→ What you need to do
a) Reproduce the Spoon review word for word, starting with "The good news" and going on through "on classic-rock clichés.".
b) List every album that the Spoon review names by title.

So, to me, Spoon is a little like U.S. Maple-ultra-lite, which is a description that cuts both ways. On one hand, Spoon has always possessed a detachment that makes them sound fashionable.
On the other hand, I look and look for a heart in Spoon's music, and I just can't find it. And unlike U.S. Maple, who embraced their meaninglessness/"meaninglessness" and made records that were thoroughly perplexing and mean-eyed, Spoon's brand of meaninglessness is extremely mild. This is music that can't decide whether it loves or hates the rock moves of old, but never lets that love/hate relationship lead to hot sex, or an argument.
Spoon's first two albums have been blasted for being too derivative of the Pixies, but the Pixies themselves had a deconstructivist-lite aesthetic (Black Francis once said that they wrote square songs and then chopped the corners off them) that worked because their herky-jerky energy delivered a kind of jolt that their quirky song shapes alone couldn't. On those early Spoon records, that sort of high-energy approach meshed nicely with Daniel's mangled rock moves. Since then, though, Daniel has sounded like he's sleepwalking - "The Fitted Shirt" was great, and Kill the Moonlight had a number of inspired production touches, but most of the rest of what's happened since 1998 has sounded unconvinced of itself.
The good news is that Ga Ga Ga Ga Ga is Spoon's best record in a while - if you liked Gimme Fiction, you'll probably like this too. The bad news is that they're cut from the same cloth. Ga Ga Ga Ga Ga features moderately-paced songs that often offer little more than slight variations on classic-rock clichés.
For example, the goofy swagger and pointless horns of "The Underdog" sound for all the world like Fleetwood Mac, except that the lyrics don't make much sense. Really, do lines like "I hear the call of a lifetime ring / Felt the need to get up for it / And cut out the middleman" make dad-rock that much better?

→ Extracted data
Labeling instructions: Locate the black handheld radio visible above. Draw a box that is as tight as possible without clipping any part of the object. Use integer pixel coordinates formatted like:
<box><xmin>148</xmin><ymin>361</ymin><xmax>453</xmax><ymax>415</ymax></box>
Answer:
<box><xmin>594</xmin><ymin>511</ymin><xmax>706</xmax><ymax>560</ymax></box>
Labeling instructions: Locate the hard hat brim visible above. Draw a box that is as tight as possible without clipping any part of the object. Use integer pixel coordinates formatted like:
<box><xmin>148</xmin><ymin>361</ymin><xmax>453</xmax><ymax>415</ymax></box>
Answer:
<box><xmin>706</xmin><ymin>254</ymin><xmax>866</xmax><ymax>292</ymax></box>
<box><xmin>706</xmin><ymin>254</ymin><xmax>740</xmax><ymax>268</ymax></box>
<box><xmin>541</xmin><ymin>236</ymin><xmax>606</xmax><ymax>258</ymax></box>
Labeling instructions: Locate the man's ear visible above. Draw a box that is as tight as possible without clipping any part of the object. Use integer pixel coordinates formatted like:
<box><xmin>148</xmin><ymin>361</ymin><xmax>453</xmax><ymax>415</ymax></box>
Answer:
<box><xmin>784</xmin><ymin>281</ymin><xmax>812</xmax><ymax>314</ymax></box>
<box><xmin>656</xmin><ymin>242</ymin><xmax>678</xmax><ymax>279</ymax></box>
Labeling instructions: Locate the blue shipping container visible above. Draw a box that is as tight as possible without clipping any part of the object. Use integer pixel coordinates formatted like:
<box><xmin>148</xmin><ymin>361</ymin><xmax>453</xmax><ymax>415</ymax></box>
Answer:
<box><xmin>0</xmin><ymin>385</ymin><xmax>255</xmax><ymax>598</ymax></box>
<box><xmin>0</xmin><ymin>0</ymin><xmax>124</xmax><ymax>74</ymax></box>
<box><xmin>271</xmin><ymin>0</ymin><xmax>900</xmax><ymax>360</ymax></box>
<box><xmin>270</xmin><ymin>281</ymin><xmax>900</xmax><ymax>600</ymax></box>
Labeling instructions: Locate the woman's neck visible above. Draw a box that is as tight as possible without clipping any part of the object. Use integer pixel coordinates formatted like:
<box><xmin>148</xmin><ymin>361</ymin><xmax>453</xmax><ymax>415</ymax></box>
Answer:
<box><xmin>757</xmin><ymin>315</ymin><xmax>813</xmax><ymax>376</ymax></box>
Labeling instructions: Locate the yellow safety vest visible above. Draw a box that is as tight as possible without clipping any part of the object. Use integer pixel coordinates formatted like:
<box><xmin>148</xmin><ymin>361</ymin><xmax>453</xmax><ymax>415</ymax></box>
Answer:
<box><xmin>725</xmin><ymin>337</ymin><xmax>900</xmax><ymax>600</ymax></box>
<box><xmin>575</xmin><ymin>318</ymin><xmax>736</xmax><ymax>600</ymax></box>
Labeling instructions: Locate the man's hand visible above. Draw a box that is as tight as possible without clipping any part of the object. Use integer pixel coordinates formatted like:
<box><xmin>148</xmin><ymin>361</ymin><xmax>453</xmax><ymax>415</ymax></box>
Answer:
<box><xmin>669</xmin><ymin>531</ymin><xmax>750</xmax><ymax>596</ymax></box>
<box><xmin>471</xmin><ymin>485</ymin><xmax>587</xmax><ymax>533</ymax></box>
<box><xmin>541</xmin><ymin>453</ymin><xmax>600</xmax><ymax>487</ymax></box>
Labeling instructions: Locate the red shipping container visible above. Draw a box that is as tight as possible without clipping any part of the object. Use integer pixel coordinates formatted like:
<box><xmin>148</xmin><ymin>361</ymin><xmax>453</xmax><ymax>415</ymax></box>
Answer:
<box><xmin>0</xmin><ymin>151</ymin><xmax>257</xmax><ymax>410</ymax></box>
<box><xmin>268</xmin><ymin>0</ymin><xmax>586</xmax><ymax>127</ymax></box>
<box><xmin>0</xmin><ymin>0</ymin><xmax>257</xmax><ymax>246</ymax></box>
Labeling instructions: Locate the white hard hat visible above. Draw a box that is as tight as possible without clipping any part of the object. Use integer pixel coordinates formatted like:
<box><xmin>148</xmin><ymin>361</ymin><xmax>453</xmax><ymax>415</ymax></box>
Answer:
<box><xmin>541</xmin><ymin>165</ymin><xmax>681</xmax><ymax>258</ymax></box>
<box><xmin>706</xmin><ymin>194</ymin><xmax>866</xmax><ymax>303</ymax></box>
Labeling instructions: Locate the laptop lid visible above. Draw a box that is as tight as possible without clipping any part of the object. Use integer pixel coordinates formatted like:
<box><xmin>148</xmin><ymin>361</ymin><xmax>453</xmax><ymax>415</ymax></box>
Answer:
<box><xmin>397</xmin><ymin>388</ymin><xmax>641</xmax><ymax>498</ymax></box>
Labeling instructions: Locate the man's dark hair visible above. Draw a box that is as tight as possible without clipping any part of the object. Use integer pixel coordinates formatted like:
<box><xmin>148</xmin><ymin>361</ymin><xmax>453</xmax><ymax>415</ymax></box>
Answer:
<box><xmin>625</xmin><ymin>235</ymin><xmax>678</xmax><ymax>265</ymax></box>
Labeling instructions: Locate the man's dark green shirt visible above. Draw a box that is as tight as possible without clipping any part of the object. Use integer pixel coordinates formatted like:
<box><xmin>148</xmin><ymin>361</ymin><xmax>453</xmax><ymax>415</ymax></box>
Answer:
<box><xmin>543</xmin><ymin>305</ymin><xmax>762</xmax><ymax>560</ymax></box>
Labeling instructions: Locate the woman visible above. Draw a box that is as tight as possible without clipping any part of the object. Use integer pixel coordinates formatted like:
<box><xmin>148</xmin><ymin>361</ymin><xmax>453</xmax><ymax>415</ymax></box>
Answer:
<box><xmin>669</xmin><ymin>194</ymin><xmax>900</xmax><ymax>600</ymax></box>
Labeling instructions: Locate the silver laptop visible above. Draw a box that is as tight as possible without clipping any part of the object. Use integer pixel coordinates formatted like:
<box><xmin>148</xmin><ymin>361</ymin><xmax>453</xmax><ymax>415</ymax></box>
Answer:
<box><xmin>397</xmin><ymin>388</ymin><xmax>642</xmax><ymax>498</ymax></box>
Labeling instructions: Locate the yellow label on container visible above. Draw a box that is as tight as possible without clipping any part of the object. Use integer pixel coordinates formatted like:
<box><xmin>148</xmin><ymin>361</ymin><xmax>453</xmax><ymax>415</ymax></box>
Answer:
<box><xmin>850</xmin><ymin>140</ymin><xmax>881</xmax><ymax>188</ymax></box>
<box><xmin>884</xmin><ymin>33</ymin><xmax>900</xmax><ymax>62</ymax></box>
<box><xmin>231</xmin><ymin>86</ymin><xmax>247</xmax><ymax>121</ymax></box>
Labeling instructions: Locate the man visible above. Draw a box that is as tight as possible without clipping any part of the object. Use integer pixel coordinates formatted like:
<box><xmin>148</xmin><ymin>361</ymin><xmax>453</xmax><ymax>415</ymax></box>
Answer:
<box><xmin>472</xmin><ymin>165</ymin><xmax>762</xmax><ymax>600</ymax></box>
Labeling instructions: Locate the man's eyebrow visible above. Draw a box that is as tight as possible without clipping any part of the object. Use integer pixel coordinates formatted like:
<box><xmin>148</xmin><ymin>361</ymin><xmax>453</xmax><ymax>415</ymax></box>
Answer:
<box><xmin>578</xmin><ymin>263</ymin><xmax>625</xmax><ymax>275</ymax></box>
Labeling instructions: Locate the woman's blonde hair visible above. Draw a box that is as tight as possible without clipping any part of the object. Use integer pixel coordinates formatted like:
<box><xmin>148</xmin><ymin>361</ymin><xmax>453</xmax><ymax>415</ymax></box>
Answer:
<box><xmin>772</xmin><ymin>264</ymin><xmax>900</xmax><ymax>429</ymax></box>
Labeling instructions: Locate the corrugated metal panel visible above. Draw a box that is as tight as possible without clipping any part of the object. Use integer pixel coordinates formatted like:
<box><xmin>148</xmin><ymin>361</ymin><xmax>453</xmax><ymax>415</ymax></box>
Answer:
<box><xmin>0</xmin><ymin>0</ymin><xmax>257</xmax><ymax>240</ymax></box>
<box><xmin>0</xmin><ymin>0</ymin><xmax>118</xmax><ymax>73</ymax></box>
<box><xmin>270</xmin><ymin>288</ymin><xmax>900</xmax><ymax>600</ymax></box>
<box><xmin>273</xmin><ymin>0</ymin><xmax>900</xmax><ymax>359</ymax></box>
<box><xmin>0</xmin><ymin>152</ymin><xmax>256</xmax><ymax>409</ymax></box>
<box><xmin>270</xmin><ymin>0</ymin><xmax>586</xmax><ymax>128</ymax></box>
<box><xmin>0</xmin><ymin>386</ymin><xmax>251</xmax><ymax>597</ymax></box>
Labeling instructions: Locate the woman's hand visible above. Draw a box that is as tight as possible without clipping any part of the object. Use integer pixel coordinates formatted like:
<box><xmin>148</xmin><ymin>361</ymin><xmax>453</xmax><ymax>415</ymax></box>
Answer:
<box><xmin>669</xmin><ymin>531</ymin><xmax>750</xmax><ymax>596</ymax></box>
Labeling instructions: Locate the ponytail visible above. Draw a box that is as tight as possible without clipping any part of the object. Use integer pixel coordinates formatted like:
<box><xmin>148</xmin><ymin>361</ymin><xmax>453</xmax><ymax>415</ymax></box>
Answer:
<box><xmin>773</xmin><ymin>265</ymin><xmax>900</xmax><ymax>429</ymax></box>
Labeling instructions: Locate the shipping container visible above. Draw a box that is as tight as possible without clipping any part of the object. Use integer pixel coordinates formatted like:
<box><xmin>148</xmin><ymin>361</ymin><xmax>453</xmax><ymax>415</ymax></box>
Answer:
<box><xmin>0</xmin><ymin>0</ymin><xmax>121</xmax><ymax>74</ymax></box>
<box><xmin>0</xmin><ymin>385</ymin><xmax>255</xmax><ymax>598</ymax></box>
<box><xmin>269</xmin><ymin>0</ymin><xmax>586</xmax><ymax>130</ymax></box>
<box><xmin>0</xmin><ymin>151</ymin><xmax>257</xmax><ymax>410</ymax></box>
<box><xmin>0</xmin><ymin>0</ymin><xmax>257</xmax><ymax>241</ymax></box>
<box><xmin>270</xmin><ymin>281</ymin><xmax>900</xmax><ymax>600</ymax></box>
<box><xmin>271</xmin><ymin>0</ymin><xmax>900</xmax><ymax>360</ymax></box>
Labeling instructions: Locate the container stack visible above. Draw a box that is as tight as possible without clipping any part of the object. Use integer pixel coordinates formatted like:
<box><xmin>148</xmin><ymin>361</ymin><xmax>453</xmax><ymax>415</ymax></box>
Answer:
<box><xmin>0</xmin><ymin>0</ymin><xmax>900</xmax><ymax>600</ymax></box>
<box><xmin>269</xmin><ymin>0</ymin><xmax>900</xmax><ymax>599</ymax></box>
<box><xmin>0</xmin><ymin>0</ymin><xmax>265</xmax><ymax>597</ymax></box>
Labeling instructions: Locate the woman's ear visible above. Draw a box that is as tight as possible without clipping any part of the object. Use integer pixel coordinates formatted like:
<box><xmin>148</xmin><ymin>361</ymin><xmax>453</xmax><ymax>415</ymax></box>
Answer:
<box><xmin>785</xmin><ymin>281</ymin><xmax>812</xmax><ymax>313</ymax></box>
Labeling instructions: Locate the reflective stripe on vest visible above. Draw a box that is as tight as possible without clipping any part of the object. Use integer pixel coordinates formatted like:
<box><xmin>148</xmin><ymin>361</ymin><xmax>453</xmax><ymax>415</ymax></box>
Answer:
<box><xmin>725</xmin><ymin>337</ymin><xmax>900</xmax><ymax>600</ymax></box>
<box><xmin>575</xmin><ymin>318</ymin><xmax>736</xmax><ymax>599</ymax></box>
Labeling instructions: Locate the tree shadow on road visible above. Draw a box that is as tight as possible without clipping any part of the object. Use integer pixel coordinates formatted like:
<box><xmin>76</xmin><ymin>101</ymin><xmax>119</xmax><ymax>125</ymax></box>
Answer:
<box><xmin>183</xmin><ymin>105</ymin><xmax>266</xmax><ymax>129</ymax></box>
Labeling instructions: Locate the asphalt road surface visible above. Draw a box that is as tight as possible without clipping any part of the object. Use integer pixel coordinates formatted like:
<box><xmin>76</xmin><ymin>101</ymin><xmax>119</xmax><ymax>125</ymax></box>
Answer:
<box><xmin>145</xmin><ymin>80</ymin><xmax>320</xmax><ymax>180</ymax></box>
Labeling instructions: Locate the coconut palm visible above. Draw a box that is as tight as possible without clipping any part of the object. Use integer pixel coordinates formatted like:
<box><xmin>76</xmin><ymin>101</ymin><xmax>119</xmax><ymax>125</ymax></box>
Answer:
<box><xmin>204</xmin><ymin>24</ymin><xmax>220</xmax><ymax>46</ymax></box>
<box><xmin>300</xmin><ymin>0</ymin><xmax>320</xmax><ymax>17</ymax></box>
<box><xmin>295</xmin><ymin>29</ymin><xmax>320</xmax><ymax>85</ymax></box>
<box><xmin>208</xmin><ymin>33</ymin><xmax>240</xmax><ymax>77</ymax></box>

→ Expected outputs
a)
The good news is that Ga Ga Ga Ga Ga is Spoon's best record in a while - if you liked Gimme Fiction, you'll probably like this too. The bad news is that they're cut from the same cloth. Ga Ga Ga Ga Ga features moderately-paced songs that often offer little more than slight variations on classic-rock clichés.

b)
Kill the Moonlight
Ga Ga Ga Ga Ga
Gimme Fiction